- Exercise task -
Rewrite every row below with "Produce" replaced by "Draw" and all other text left unchanged.

- Region annotation entries -
— START —

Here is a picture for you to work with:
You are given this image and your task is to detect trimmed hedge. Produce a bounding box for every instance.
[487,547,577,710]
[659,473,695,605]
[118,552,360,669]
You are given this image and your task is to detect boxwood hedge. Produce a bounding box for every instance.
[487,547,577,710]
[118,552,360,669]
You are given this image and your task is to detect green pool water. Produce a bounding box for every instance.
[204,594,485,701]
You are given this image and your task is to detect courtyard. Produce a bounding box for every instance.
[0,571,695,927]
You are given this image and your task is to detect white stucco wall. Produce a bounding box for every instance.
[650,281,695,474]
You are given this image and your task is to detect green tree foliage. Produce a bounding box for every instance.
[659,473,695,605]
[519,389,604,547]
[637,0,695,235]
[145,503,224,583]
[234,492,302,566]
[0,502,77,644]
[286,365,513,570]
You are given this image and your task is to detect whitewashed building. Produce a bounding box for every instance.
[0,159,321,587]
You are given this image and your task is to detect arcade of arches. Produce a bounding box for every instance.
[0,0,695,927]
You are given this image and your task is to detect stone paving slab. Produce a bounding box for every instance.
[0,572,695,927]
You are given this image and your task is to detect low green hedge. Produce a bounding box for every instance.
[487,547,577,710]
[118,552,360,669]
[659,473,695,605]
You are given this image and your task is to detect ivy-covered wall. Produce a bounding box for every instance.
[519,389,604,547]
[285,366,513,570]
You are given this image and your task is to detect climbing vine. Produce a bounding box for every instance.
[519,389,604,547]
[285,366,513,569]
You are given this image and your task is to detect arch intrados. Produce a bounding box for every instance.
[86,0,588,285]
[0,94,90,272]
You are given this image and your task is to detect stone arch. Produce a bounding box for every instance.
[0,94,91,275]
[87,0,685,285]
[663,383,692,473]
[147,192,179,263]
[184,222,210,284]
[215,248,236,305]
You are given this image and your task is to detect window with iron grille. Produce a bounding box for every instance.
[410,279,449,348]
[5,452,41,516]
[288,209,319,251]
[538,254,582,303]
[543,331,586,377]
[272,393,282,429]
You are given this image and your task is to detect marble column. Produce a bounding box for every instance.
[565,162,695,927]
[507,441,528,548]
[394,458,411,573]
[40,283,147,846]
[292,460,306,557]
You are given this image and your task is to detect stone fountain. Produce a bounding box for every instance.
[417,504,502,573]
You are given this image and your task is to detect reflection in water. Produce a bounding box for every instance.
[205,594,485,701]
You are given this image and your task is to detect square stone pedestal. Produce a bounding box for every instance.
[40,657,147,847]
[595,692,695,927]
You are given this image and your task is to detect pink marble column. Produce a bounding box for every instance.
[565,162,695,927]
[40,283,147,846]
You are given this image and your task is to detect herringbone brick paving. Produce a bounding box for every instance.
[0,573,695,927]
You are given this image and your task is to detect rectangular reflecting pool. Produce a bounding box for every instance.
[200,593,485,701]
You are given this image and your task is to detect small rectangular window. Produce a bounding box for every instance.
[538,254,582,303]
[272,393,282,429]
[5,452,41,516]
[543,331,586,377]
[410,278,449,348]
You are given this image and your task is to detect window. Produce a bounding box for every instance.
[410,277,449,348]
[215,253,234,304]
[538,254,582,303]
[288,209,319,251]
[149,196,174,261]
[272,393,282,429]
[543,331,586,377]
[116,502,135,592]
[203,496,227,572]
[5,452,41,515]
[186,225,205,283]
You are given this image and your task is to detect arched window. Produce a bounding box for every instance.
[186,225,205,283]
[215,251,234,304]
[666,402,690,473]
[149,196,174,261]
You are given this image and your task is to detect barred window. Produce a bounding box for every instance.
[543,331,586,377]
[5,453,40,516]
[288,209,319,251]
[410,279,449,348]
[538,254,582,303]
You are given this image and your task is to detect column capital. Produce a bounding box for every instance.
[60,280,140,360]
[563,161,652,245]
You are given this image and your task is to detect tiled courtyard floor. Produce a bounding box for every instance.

— END —

- Expected output -
Here is a picture for you to work with:
You are given this image and your task is to detect trimmed hedge. Draw a bounding box for every instance.
[487,547,577,710]
[659,473,695,605]
[118,552,360,669]
You are given this image and your task is to detect boxwood hedge. Draw a bounding box for every instance.
[487,547,577,710]
[118,552,360,669]
You are given this image and your task is to detect green pool water. Draw a bounding box for every instance.
[204,594,485,701]
You are given this image and your task is to detect courtyard. Draw a bounding box for every instance.
[0,571,695,927]
You are given this image and your task is to detect white stucco wall. Draw a bounding box for every instance.
[650,281,695,474]
You are given this image and your task is to detect green tree foliage. Draw a bounding box for every instance.
[659,473,695,605]
[519,389,604,547]
[637,0,695,235]
[145,503,224,583]
[234,492,302,566]
[0,502,77,644]
[286,365,513,570]
You are given this image and your task is to detect whitewashed building. Draw a bounding box for every instance.
[0,159,321,587]
You are given this image and your task is to detect arcade of arches. Draw a bounding box for every instance.
[0,0,695,927]
You are given this image and your task is to detect stone paving slab. Draw a bounding box for every instance.
[0,572,695,927]
You are given this image and your task is to detect low green hedge. Draw a bounding box for every instance.
[487,547,577,710]
[118,552,360,669]
[659,473,695,605]
You are given this image and your task is to detect ivy-covered wall. Draw a bounding box for every instance.
[519,389,604,547]
[285,366,513,570]
You are given this image and your task is to detect climbing vine. Draw a bounding box for every instance.
[519,389,604,547]
[285,366,513,569]
You are given this image and your task is to detect arch intrados. Draw a bounding box for every instance.
[86,0,588,285]
[0,94,90,272]
You are given this image and your task is to detect stone arch. Draw a bounding box for every instance.
[0,94,91,275]
[87,0,685,285]
[663,383,692,473]
[147,192,179,263]
[184,222,210,284]
[215,248,236,305]
You are given this image and your task is to detect window with iron grille. Draw a bounding box for every instance.
[410,279,449,348]
[5,452,41,516]
[288,209,319,251]
[538,254,582,303]
[543,331,586,377]
[272,393,282,429]
You are given this image and your task is to detect marble column. Draw a bounding box for every instance.
[565,162,695,927]
[507,441,528,548]
[394,458,411,573]
[40,283,147,846]
[292,460,306,557]
You are given this image and your task is to detect stone fountain. Draw a bounding box for every instance.
[417,504,502,573]
You are given this image and your task is to detect reflection in water. Draw a bounding box for every instance.
[205,594,485,701]
You are given this image and your task is to detect square stone pedestal. Draw a bounding box for every instance.
[40,657,147,847]
[595,692,695,927]
You are given this image and your task is to detect pink marble column. Draw a bounding box for every instance.
[565,162,695,927]
[40,283,147,846]
You are given this image and your task is to detect herringbone brick paving. Draw a bounding box for every instance.
[0,573,695,927]
You are given this image and your task is to detect rectangular reflecting pool. Draw a bounding box for every instance.
[200,593,485,701]
You are given this image and your task is to detect small rectangular window. Draw a bounding box for every instance.
[538,254,582,303]
[272,393,282,429]
[5,452,41,516]
[543,331,586,377]
[410,278,449,348]
You are given this image and your task is to detect window. Draw a bounding box for every instance.
[410,277,449,348]
[215,253,234,304]
[538,254,582,303]
[288,209,319,251]
[149,196,174,261]
[272,393,282,429]
[543,331,586,377]
[116,502,135,592]
[203,496,227,572]
[5,452,41,515]
[186,225,205,283]
You are given this image and your task is to detect arched window. Draw a bounding box for every instance.
[186,225,205,283]
[215,251,234,304]
[666,402,690,473]
[149,196,174,261]
You are given this image and your task is to detect barred window. Draw a bounding box for every instance.
[543,331,586,377]
[5,453,40,516]
[288,209,319,251]
[410,279,449,348]
[538,254,582,303]
You are given this image and your task is to detect column capital. Draw a bounding box for every instance.
[60,280,140,360]
[563,161,652,245]
You are given this image and your task is to detect tiled courtyard floor. Draw a bounding box for every instance.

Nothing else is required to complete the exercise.